(begin)
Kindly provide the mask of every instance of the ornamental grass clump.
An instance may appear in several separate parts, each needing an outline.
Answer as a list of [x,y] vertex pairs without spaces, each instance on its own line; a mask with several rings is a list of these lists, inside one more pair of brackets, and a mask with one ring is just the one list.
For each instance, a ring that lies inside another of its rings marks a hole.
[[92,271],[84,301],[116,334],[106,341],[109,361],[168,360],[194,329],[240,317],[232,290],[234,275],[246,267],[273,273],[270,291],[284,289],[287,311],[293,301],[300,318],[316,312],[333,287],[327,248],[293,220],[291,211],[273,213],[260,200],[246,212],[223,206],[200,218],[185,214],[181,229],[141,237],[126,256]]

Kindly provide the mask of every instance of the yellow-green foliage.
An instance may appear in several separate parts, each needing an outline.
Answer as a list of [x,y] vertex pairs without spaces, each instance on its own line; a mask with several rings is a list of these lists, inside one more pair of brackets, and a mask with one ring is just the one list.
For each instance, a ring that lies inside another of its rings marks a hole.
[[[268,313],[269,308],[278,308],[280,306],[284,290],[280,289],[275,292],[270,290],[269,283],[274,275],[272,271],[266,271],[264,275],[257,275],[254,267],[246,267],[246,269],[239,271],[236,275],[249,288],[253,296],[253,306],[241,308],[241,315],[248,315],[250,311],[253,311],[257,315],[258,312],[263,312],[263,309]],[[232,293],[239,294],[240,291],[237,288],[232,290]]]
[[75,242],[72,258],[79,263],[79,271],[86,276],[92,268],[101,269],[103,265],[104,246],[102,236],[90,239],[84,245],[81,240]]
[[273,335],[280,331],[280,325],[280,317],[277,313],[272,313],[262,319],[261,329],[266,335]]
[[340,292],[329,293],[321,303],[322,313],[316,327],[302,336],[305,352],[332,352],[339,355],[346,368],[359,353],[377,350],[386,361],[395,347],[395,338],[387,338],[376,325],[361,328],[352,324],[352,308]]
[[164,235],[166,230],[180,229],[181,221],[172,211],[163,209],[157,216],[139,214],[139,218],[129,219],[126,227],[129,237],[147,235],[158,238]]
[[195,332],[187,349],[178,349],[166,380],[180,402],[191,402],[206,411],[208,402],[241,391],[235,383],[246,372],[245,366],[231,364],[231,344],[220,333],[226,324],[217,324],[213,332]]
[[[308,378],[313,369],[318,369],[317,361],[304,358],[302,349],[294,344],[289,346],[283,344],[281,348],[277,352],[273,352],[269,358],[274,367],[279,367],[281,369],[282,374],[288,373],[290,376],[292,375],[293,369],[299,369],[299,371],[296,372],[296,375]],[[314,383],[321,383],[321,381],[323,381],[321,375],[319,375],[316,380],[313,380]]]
(end)
■ **What is required**: Copy out the whole listing above word for word, leaving nothing out.

■ **Result for this task**:
Kindly provide the mask of every instance of the ornamental grass clump.
An instance may appear in several separate parts, each needing an outline.
Answer as a list of [x,y] vertex pairs without spaces, each instance on its own line; a mask with several rings is a list of these lists, inside one more pair of brackets, and a mask with one ring is just the one list.
For each instance, a ring that lies inside another of its rings marks a hole.
[[92,271],[84,301],[116,334],[106,341],[109,361],[168,360],[194,329],[240,317],[232,290],[234,275],[246,267],[273,273],[270,291],[284,289],[287,311],[293,301],[300,318],[316,312],[333,287],[327,248],[293,220],[291,211],[273,213],[260,200],[246,212],[223,206],[200,218],[185,214],[181,229],[141,237],[126,256]]

Kindly provide the mask of every instance of the yellow-green foliage.
An instance may appear in several separate parts, each needing an outline.
Answer as a list of [x,y] vertex pairs without spaces, each instance on its own line; a mask with several rings is a list of these lists, inside one more pair of brackets, and a mask with one ring is just the one list.
For each instance, a ring that lies inside another of its rings marks a hole.
[[[268,313],[269,308],[278,308],[280,306],[284,290],[280,289],[275,292],[270,290],[269,283],[274,275],[272,271],[266,271],[264,275],[257,275],[254,267],[246,267],[246,269],[239,271],[236,275],[249,288],[253,296],[253,306],[241,308],[241,315],[248,315],[250,311],[253,311],[257,315],[258,312],[263,312],[263,309]],[[232,293],[239,294],[240,291],[237,288],[232,290]]]
[[75,242],[72,258],[79,263],[79,271],[86,276],[92,268],[101,269],[103,265],[104,246],[102,236],[90,239],[84,245],[81,240]]
[[273,335],[280,331],[280,325],[280,317],[277,313],[272,313],[262,319],[261,329],[266,335]]
[[340,292],[329,293],[321,303],[322,313],[316,327],[302,336],[305,352],[332,352],[339,355],[346,368],[359,353],[377,350],[386,361],[395,347],[395,338],[387,338],[376,325],[361,328],[352,324],[352,308]]
[[164,235],[166,230],[180,229],[181,221],[172,211],[163,209],[157,216],[139,214],[139,218],[129,219],[126,227],[129,237],[147,235],[158,238]]
[[195,332],[187,349],[178,349],[166,380],[180,402],[191,402],[206,411],[208,402],[241,391],[235,383],[246,372],[245,366],[231,364],[231,344],[220,333],[226,324],[217,324],[213,332]]
[[[308,378],[313,369],[318,369],[317,361],[304,358],[302,349],[294,344],[289,346],[283,344],[281,348],[277,352],[273,352],[269,358],[274,367],[279,367],[281,369],[282,374],[288,373],[290,376],[292,375],[293,369],[299,369],[299,371],[296,372],[296,375]],[[314,383],[321,383],[321,381],[323,381],[321,375],[319,375],[316,380],[313,380]]]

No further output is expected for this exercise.